§ Text block:
====

Set in New Orleans, Treme opens up three months following Hurricane Katrina’s devastation of New Orleans. However, unlike many portrayals of disaster aftermaths, which often prioritize dramatic visuals and high-stakes scenarios to captivate the audiences, Treme stands out by exploring the long process of recovery in a way we’re not really used to seeing on modern television. Unlike The Wire, to which it’s inevitably compared, Treme apparently has no overarching storyline at the conclusion of which all of its characters would live happily ever after and everything would have been resolved.

Instead, Treme introduces us to its main characters, who seemingly aren’t connected to one another, and documents the struggles they face in overcoming political, bureaucratic, economic, and social roadblocks as they’re trying to rebuild their community after a major disaster. The lack of interconnectedness, paired with the apparent lack of an overarching narrative, provides the audiences with no perceivable reason as to why they’re supposed to care about said characters and their varying struggles in the first place.

====

§ Your objective: Copy the passage about Treme word for word, starting at "Set in New Orleans, Treme" and ending at "have been resolved.".

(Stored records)
====

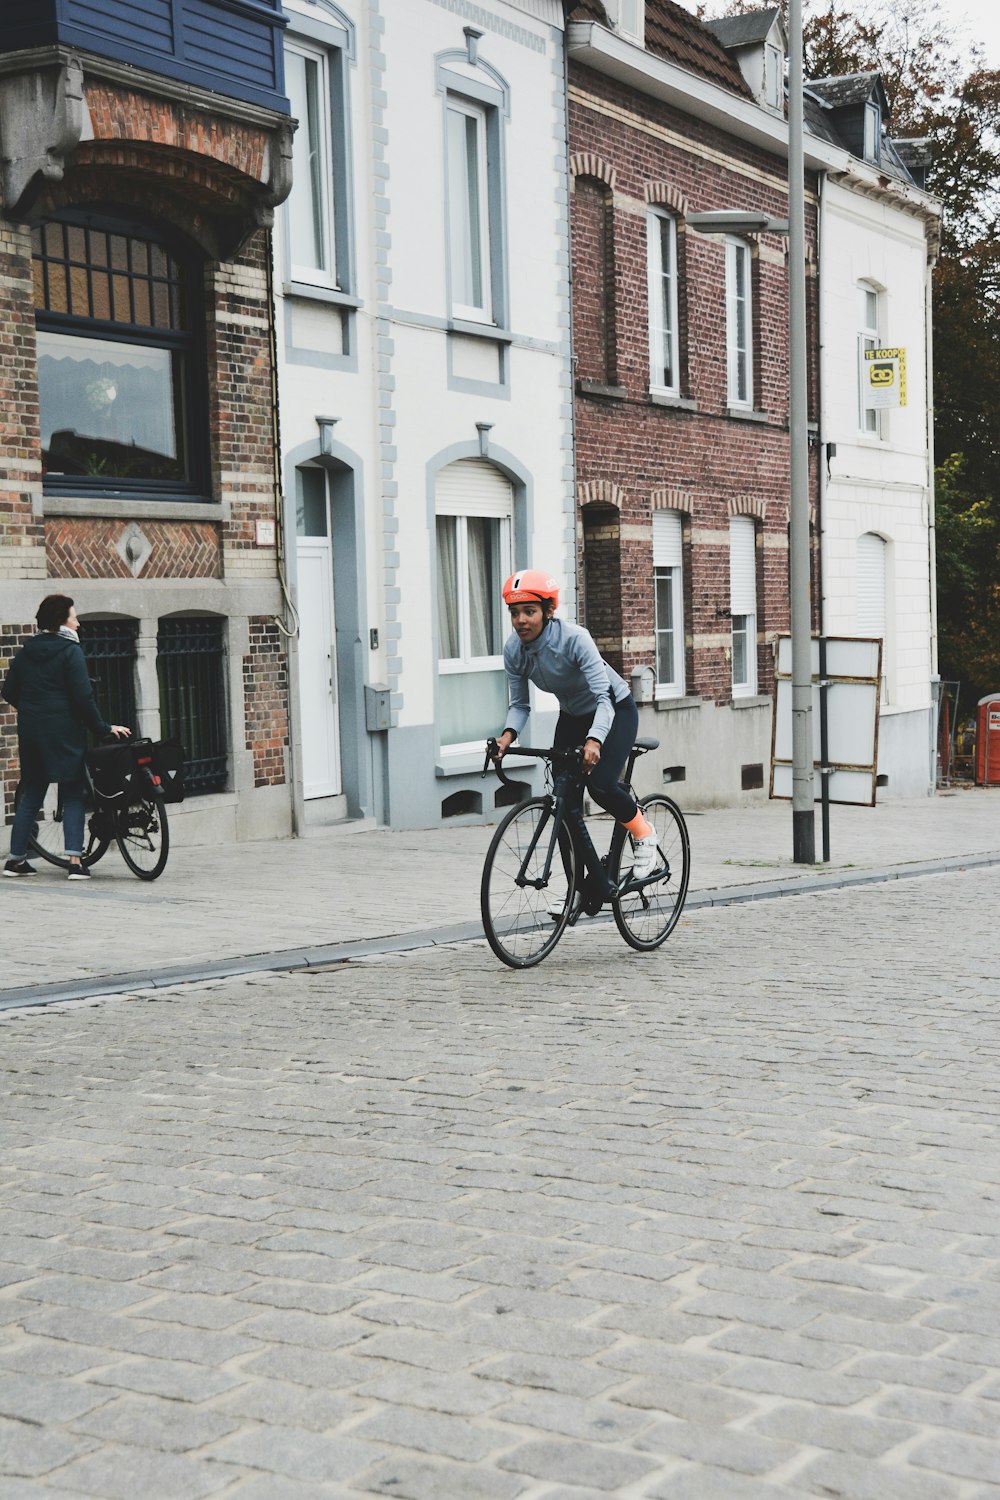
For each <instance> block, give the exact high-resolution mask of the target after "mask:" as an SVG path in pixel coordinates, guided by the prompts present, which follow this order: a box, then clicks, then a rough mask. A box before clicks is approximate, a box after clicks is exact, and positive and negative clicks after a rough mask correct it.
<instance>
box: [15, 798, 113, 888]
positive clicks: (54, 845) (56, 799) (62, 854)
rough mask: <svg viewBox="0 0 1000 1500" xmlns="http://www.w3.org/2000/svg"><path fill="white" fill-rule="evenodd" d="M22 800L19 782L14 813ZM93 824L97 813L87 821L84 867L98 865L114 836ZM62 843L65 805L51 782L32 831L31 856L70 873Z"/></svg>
mask: <svg viewBox="0 0 1000 1500" xmlns="http://www.w3.org/2000/svg"><path fill="white" fill-rule="evenodd" d="M19 801H21V783H19V781H18V784H16V787H15V792H13V807H15V810H16V807H18V804H19ZM94 823H96V814H94V813H91V814H90V816H88V819H87V843H85V844H84V852H82V864H87V865H90V864H96V862H97V859H99V858H100V856H102V853H105V850H106V847H108V844H109V843H111V835H109V834H106V835H102V834H99V832H96V831H94ZM63 843H64V835H63V804H61V798H60V795H58V787H57V786H55V783H52V784H51V786H49V789H48V792H46V793H45V801H43V802H42V805H40V808H39V814H37V817H36V820H34V825H33V828H31V834H30V837H28V853H33V855H36V856H37V858H39V859H45V861H46V862H48V864H54V865H57V868H60V870H69V858H67V856H66V850H64V847H63Z"/></svg>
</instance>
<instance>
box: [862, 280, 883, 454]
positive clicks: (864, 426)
mask: <svg viewBox="0 0 1000 1500" xmlns="http://www.w3.org/2000/svg"><path fill="white" fill-rule="evenodd" d="M858 297H859V332H858V425H859V428H861V431H862V432H868V434H871V435H873V437H882V413H879V411H876V410H873V408H871V407H867V405H865V392H867V390H868V372H867V371H865V350H877V348H879V312H880V308H879V293H877V291H876V288H874V287H867V285H865V284H864V282H862V284H861V287H859V288H858Z"/></svg>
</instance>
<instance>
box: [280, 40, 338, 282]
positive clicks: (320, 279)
mask: <svg viewBox="0 0 1000 1500" xmlns="http://www.w3.org/2000/svg"><path fill="white" fill-rule="evenodd" d="M289 52H291V54H294V55H297V57H301V58H303V60H304V62H306V63H313V65H315V66H316V96H315V102H316V114H318V120H316V126H318V130H316V136H318V139H316V142H315V144H312V142H310V160H312V156H313V153H315V154H316V156H318V166H316V169H315V171H313V172H309V174H307V178H306V180H309V178H315V180H313V181H312V195H310V196H312V202H310V208H312V213H310V217H312V220H313V233H315V236H316V242H318V249H319V251H321V255H322V258H324V261H325V264H324V266H307V264H303V263H300V261H297V260H295V257H294V240H295V236H294V234H292V202H294V199H295V187H297V184H298V183H301V181H303V172H301V171H300V166H298V162H297V160H295V157H300V151H301V142H303V141H304V139H306V136H304V133H303V132H304V130H306V127H307V126H310V123H312V121H310V117H309V110H310V104H312V101H310V99H309V87H307V84H306V101H304V102H306V115H304V117H301V115H298V117H297V118H298V129H297V130H295V135H294V136H292V162H294V169H292V189H291V193H289V196H288V204H286V205H285V242H286V261H288V275H289V278H291V281H292V282H298V284H300V285H303V287H322V288H327V290H328V291H345V288H343V287H342V284H340V267H339V264H337V260H339V257H337V226H339V225H337V219H339V214H337V211H336V189H334V181H336V168H334V147H333V80H331V63H330V48H328V46H324V45H322V43H319V42H315V40H312V39H310V37H306V36H301V34H298V33H291V34H289V36H286V37H285V57H286V58H288V54H289ZM286 86H288V69H286ZM289 99H291V104H292V114H294V113H295V101H294V99H292V98H291V92H289Z"/></svg>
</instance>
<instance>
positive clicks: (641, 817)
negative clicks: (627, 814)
mask: <svg viewBox="0 0 1000 1500" xmlns="http://www.w3.org/2000/svg"><path fill="white" fill-rule="evenodd" d="M625 828H627V829H628V832H630V834H631V835H633V838H645V837H646V835H648V834H651V832H652V825H651V823H648V822H646V819H645V817H643V816H642V811H640V810H639V808H636V816H634V817H633V820H631V822H630V823H625Z"/></svg>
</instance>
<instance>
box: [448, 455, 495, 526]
mask: <svg viewBox="0 0 1000 1500" xmlns="http://www.w3.org/2000/svg"><path fill="white" fill-rule="evenodd" d="M511 508H513V490H511V483H510V480H508V478H507V475H505V474H501V471H499V469H498V468H495V465H493V463H489V462H487V460H486V459H459V460H457V462H456V463H448V466H447V468H444V469H441V472H439V474H438V483H436V484H435V510H436V511H438V514H439V516H501V517H505V519H510V514H511Z"/></svg>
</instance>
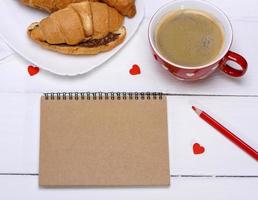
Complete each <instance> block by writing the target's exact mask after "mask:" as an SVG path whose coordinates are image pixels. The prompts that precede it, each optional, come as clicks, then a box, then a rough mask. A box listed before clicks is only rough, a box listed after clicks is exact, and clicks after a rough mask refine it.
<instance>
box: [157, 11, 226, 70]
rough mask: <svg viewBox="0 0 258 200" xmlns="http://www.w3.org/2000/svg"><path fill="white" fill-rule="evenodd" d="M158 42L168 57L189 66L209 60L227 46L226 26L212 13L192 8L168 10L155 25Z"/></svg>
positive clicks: (180, 63) (211, 59)
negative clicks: (226, 41) (161, 17)
mask: <svg viewBox="0 0 258 200" xmlns="http://www.w3.org/2000/svg"><path fill="white" fill-rule="evenodd" d="M156 46H157V48H158V50H159V51H160V53H161V55H163V56H164V57H165V58H166V59H167V60H169V61H171V62H173V63H175V64H178V65H182V66H186V67H196V66H203V65H206V64H209V63H210V62H212V61H214V60H216V59H217V57H218V56H219V54H220V52H221V51H222V50H223V48H224V30H223V28H222V27H221V25H220V24H219V23H218V22H217V20H216V19H215V18H214V17H212V16H211V15H209V14H207V13H205V12H202V11H197V10H193V9H182V10H178V11H172V12H170V13H168V14H166V15H165V16H164V17H163V18H162V19H161V20H160V22H159V24H158V26H157V28H156Z"/></svg>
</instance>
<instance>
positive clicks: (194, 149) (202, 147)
mask: <svg viewBox="0 0 258 200" xmlns="http://www.w3.org/2000/svg"><path fill="white" fill-rule="evenodd" d="M204 152H205V148H204V147H203V146H201V145H200V144H198V143H195V144H194V145H193V153H194V154H195V155H199V154H203V153H204Z"/></svg>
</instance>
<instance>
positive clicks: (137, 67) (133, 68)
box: [130, 64, 141, 76]
mask: <svg viewBox="0 0 258 200" xmlns="http://www.w3.org/2000/svg"><path fill="white" fill-rule="evenodd" d="M130 74H131V75H133V76H135V75H139V74H141V68H140V67H139V65H136V64H135V65H133V66H132V68H131V69H130Z"/></svg>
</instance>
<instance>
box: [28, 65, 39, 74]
mask: <svg viewBox="0 0 258 200" xmlns="http://www.w3.org/2000/svg"><path fill="white" fill-rule="evenodd" d="M39 70H40V69H39V68H38V67H34V66H32V65H30V66H28V72H29V74H30V75H31V76H34V75H36V74H37V73H39Z"/></svg>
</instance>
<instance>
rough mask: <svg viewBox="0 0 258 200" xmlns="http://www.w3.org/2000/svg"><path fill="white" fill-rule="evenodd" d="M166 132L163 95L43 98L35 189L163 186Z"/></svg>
mask: <svg viewBox="0 0 258 200" xmlns="http://www.w3.org/2000/svg"><path fill="white" fill-rule="evenodd" d="M167 127H168V125H167V100H166V97H165V96H163V95H161V94H160V95H156V94H139V95H138V94H124V93H122V94H120V93H119V94H113V93H111V94H98V95H96V94H89V93H80V94H78V93H75V94H71V93H70V94H46V95H45V96H44V97H42V99H41V136H40V176H39V184H40V186H43V187H56V186H57V187H69V186H107V187H109V186H167V185H169V184H170V173H169V155H168V128H167Z"/></svg>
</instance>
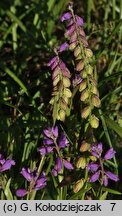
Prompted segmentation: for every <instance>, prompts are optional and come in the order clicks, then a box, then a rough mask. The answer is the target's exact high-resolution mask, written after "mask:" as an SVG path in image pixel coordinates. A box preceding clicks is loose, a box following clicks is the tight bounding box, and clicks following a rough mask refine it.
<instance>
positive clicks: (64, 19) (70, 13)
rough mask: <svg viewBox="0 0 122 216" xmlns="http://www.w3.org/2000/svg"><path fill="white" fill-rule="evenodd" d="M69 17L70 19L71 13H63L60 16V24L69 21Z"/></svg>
mask: <svg viewBox="0 0 122 216" xmlns="http://www.w3.org/2000/svg"><path fill="white" fill-rule="evenodd" d="M71 17H72V15H71V13H69V12H67V13H64V14H63V15H62V16H61V22H64V21H65V20H69V19H70V18H71Z"/></svg>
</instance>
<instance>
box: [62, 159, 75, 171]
mask: <svg viewBox="0 0 122 216" xmlns="http://www.w3.org/2000/svg"><path fill="white" fill-rule="evenodd" d="M63 163H64V167H65V168H66V169H71V170H72V169H74V167H73V166H72V164H71V163H70V162H69V161H68V160H64V159H63Z"/></svg>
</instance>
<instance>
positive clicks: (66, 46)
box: [59, 42, 69, 53]
mask: <svg viewBox="0 0 122 216" xmlns="http://www.w3.org/2000/svg"><path fill="white" fill-rule="evenodd" d="M67 48H69V44H68V43H67V42H65V43H63V44H62V45H61V46H60V48H59V52H60V53H61V52H63V51H65V50H66V49H67Z"/></svg>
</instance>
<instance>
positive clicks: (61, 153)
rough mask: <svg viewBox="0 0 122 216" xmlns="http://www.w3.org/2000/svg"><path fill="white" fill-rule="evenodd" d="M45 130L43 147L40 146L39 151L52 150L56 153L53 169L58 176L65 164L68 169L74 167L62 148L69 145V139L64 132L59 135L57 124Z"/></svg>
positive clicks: (66, 168) (42, 153) (48, 153)
mask: <svg viewBox="0 0 122 216" xmlns="http://www.w3.org/2000/svg"><path fill="white" fill-rule="evenodd" d="M43 132H44V141H43V144H44V145H43V147H41V148H38V151H39V152H40V154H41V155H45V154H49V153H50V152H52V151H53V152H55V153H56V164H55V166H54V168H53V170H52V173H53V175H54V176H57V175H58V173H59V172H60V171H61V169H62V168H63V165H64V167H65V168H66V169H74V168H73V166H72V164H71V163H70V162H69V161H68V160H66V159H64V158H63V156H62V150H63V149H65V147H68V146H69V141H68V139H67V138H66V136H65V134H64V133H62V134H61V135H60V136H59V132H58V127H57V126H55V127H52V128H48V129H45V130H44V131H43Z"/></svg>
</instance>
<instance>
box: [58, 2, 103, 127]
mask: <svg viewBox="0 0 122 216" xmlns="http://www.w3.org/2000/svg"><path fill="white" fill-rule="evenodd" d="M69 11H70V12H66V13H65V14H63V16H62V17H61V22H64V21H65V22H66V24H67V31H66V32H65V37H66V38H67V39H68V40H69V49H70V50H71V51H73V53H74V57H75V61H76V71H77V73H79V75H80V76H81V78H82V79H83V80H82V82H81V83H80V85H79V91H80V92H81V97H80V100H81V101H82V103H83V104H84V108H83V110H82V112H81V116H82V118H85V119H87V118H88V119H89V122H90V125H91V127H92V128H97V127H98V126H99V119H98V118H97V117H96V116H95V115H94V114H92V110H93V108H94V107H100V99H99V92H98V89H97V82H96V80H95V77H94V69H93V66H92V58H93V52H92V51H91V49H89V48H88V42H87V39H86V35H85V32H84V30H83V26H84V21H83V19H82V18H81V17H79V16H77V15H75V14H74V11H73V8H72V4H70V5H69ZM62 46H63V49H61V50H62V51H64V50H65V47H66V48H67V47H68V45H67V46H66V45H65V43H64V45H61V47H62ZM59 50H60V49H59Z"/></svg>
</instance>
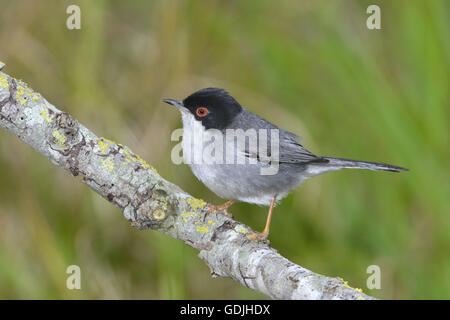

====

§ Answer area:
Set in New Orleans, Treme opens up three months following Hurricane Katrina’s devastation of New Orleans. However, unlike many portrayals of disaster aftermaths, which often prioritize dramatic visuals and high-stakes scenarios to captivate the audiences, Treme stands out by exploring the long process of recovery in a way we’re not really used to seeing on modern television. Unlike The Wire, to which it’s inevitably compared, Treme apparently has no overarching storyline at the conclusion of which all of its characters would live happily ever after and everything would have been resolved.